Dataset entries
++++++++++++++++++++

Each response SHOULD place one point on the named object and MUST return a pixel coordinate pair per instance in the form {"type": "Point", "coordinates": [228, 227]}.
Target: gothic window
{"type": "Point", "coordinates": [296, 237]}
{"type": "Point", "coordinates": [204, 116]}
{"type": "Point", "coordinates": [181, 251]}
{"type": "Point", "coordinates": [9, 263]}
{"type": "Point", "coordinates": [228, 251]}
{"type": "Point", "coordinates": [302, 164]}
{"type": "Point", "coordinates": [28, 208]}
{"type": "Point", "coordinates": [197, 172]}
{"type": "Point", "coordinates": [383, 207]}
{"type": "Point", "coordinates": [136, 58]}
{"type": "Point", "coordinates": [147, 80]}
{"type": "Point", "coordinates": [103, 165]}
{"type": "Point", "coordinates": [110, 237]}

++++++++++++++++++++

▸ Prompt: Please write out every line of the data exactly.

▸ Exercise result:
Each response SHOULD place one point on the named object and MUST return a pixel coordinate pair per instance in the form {"type": "Point", "coordinates": [228, 227]}.
Target: gothic window
{"type": "Point", "coordinates": [296, 237]}
{"type": "Point", "coordinates": [204, 116]}
{"type": "Point", "coordinates": [181, 251]}
{"type": "Point", "coordinates": [9, 263]}
{"type": "Point", "coordinates": [228, 251]}
{"type": "Point", "coordinates": [302, 164]}
{"type": "Point", "coordinates": [28, 208]}
{"type": "Point", "coordinates": [197, 172]}
{"type": "Point", "coordinates": [383, 207]}
{"type": "Point", "coordinates": [136, 58]}
{"type": "Point", "coordinates": [147, 80]}
{"type": "Point", "coordinates": [103, 165]}
{"type": "Point", "coordinates": [110, 237]}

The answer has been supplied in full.